(TEXT SHOWN):
================================
The church has spent centuries arguing that we must focus on our spiritual selves by denying our physical selves. And the sad irony is that there is much to learn in our hunger and physical life about God. If God became a human being, then God must have felt that human beings are mighty special. But we have sinned by trying to convince ourselves that the human body is somehow less important than the human soul. They cannot be separated, and perhaps the only true way to understand Jesus is with our whole selves, body and soul.

As the church grew into an institution with contentious factions, the leaders somehow began to think of God as remote and inaccessible to the ordinary person. We began to speak of the kingdom of heaven as an equally inaccessible and remote place, only to be reached after death.

But Jesus said, “The Kingdom of God has come near!” or in other translations, “The Kingdom of heaven is at hand.” God has tried at every step and turn to say, “I am here—I will not leave you,” and yet the very human members of the church over the centuries have often filled us with nonsense about how wonderful the spirit is and how awful and weak the flesh must be in contrast. We have a history of denigrating the flesh and lifting up the spirit in such a way, that we might be prompted to wonder why God would become incarnate in human flesh—embodied and born of a woman’s painful physical labor. If the human body were evil, why would God choose that the messiah be born of a woman? Why? There can only be one answer. The human body is NOT evil. It is the chosen dwelling place of God! So the needs of these special dwelling places—the hunger and thirst, fatigue and desire, they are not to be avoided, but rather to be explored as pathways to a deeper relationship with God. Jesus himself, risen from the dead looked around the house and said, “What have you got to eat?” And he said it while his friends were amazed and shocked, and it brought them back to Earth, where God actually was, right with them! The reality of relationship with a God that is right here is a special grace that provides the companionship of the Holy One all of the time. Not just in the breaking of the bread, but in every moment, however profound or mundane. This is the God whose arms are around you while you sit in the chair receiving chemotherapy. It’s the God who sits down to breakfast with you while you draw strength to face the day, and the God who rejoices with you when you get a puppy and the God who dances with each new baptism into the Body of Christ.
================================
(DATA EXCERPT):
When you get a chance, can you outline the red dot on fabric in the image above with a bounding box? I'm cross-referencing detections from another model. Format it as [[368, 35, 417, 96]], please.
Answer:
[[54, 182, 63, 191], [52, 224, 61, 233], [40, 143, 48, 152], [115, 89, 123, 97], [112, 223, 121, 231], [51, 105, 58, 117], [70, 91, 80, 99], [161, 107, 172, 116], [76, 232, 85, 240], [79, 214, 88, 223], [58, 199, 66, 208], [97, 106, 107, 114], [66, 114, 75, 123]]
================================
(EXERCISE REQUIREMENTS):
Repeat the reflection on the body and God word for word.

(SOLUTION TO THIS PROBLEM):
The church has spent centuries arguing that we must focus on our spiritual selves by denying our physical selves. And the sad irony is that there is much to learn in our hunger and physical life about God. If God became a human being, then God must have felt that human beings are mighty special. But we have sinned by trying to convince ourselves that the human body is somehow less important than the human soul. They cannot be separated, and perhaps the only true way to understand Jesus is with our whole selves, body and soul.

As the church grew into an institution with contentious factions, the leaders somehow began to think of God as remote and inaccessible to the ordinary person. We began to speak of the kingdom of heaven as an equally inaccessible and remote place, only to be reached after death.

But Jesus said, “The Kingdom of God has come near!” or in other translations, “The Kingdom of heaven is at hand.” God has tried at every step and turn to say, “I am here—I will not leave you,” and yet the very human members of the church over the centuries have often filled us with nonsense about how wonderful the spirit is and how awful and weak the flesh must be in contrast. We have a history of denigrating the flesh and lifting up the spirit in such a way, that we might be prompted to wonder why God would become incarnate in human flesh—embodied and born of a woman’s painful physical labor. If the human body were evil, why would God choose that the messiah be born of a woman? Why? There can only be one answer. The human body is NOT evil. It is the chosen dwelling place of God! So the needs of these special dwelling places—the hunger and thirst, fatigue and desire, they are not to be avoided, but rather to be explored as pathways to a deeper relationship with God. Jesus himself, risen from the dead looked around the house and said, “What have you got to eat?” And he said it while his friends were amazed and shocked, and it brought them back to Earth, where God actually was, right with them! The reality of relationship with a God that is right here is a special grace that provides the companionship of the Holy One all of the time. Not just in the breaking of the bread, but in every moment, however profound or mundane. This is the God whose arms are around you while you sit in the chair receiving chemotherapy. It’s the God who sits down to breakfast with you while you draw strength to face the day, and the God who rejoices with you when you get a puppy and the God who dances with each new baptism into the Body of Christ.